### Brief 1
Repeat word for word the stretch of the personal account from "When I got out, I" through "how I felt.".
### Brief 2
Reproduce exactly the stretch of the listing from the line containing "TASK = point to the white" through the line containing "TARGET = white cycling helmet", including both of those lines and nothing else.

### Selection
-------------------------
I also had a nurse who became very interested in my life, but when she found out that I was on Gilden’s underwear packaging (their underwear packaging is not Victoria’s Secret—just Granny panties) she said to me, “If you hadn’t done those pictures then maybe this wouldn’t have happened to you.” That was really tough, because I felt like I was trying to get help in those five days. I was trying to come out of this dark place but then have this person essentially say that I deserved it.

When I got out, I went to regular counseling but was not very helpful. I moved to South Park in Charlotte and I said, “You know what? I’m tired of being angry. I’m going to give God a second chance.” Not that he should have lost the first chance, but in my heart, that’s how I felt.

So I started going to church again, sitting by myself, hoping that nobody would notice me. I went for a few months and ended up developing friends that saw me for who I was and not a rape victim or a trafficking victim. That wasn’t my identity. My identity was in Christ. That understanding developed more as I continued to go to church, and I wanted to do something that combined everything I went through, but I had no idea.
-------------------------
(A data block)

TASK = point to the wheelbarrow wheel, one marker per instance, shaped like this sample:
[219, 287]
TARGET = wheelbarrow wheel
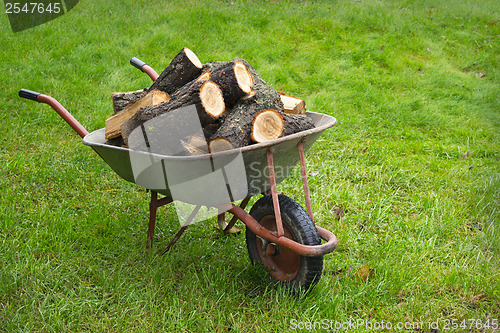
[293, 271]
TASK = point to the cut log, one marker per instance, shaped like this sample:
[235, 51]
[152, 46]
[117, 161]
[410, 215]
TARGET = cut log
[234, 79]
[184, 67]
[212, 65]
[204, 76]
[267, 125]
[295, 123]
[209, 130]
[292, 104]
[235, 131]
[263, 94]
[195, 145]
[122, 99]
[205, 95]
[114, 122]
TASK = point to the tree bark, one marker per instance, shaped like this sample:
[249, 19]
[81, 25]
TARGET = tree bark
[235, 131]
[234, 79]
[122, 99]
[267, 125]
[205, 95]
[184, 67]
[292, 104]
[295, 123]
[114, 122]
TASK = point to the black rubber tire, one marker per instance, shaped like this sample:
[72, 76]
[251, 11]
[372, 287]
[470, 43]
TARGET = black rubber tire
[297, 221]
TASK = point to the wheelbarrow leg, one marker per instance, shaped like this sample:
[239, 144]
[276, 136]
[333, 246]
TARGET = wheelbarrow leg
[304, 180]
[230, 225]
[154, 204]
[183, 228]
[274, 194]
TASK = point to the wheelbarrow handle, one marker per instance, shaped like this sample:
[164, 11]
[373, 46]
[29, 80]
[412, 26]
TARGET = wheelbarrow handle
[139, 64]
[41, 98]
-------------------------
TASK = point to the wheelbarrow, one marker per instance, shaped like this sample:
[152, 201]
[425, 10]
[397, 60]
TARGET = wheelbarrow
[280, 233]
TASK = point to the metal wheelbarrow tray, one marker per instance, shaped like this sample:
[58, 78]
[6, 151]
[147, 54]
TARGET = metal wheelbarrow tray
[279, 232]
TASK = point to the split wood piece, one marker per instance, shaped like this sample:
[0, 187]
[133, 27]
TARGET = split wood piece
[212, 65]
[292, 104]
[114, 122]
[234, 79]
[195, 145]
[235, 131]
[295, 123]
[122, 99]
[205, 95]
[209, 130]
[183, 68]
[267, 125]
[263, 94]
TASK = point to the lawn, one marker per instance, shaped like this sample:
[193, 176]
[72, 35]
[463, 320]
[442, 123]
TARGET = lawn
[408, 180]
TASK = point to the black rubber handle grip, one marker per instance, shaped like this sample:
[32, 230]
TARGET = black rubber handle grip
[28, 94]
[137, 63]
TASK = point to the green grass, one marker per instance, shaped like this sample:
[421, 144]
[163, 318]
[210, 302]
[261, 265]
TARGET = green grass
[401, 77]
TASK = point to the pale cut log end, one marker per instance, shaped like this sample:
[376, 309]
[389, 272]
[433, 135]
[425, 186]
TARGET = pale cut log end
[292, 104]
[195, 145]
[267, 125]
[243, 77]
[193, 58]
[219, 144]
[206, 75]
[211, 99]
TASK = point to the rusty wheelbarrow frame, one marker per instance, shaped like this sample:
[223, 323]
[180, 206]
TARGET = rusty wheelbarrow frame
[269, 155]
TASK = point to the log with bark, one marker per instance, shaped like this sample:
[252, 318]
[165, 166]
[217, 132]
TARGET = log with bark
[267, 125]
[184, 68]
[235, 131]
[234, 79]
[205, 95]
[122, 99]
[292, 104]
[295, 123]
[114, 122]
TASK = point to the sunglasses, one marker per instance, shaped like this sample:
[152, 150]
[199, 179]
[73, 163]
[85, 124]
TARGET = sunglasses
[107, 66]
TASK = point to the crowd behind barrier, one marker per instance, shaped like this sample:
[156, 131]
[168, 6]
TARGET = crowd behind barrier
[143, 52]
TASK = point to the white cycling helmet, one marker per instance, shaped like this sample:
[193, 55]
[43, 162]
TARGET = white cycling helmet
-------------------------
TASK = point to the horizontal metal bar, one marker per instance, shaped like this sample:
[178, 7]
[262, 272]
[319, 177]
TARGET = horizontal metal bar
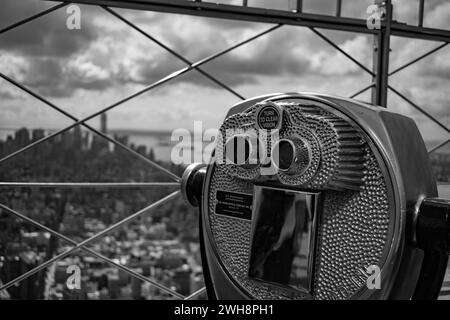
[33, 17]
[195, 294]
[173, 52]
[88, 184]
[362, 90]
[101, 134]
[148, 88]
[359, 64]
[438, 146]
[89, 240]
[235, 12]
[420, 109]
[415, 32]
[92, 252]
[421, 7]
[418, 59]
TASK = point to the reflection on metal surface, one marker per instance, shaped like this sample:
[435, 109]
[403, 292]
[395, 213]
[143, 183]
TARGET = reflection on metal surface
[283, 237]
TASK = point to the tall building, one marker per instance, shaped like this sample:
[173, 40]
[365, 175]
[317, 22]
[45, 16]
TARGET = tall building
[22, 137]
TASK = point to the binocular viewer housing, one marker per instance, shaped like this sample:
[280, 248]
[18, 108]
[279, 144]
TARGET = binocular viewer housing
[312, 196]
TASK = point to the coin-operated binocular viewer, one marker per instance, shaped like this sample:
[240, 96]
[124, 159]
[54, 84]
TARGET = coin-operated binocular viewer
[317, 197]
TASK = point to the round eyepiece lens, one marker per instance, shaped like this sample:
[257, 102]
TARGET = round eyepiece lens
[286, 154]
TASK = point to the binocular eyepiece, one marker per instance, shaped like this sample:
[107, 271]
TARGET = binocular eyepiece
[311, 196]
-------------------------
### Written reply 1
When I got out, I went to regular counseling but was not very helpful. I moved to South Park in Charlotte and I said, “You know what? I’m tired of being angry. I’m going to give God a second chance.” Not that he should have lost the first chance, but in my heart, that’s how I felt.

### Written reply 2
TASK = point to the white cycling helmet, one marker per instance, shaped like this sample:
[193, 55]
[43, 162]
TARGET = white cycling helmet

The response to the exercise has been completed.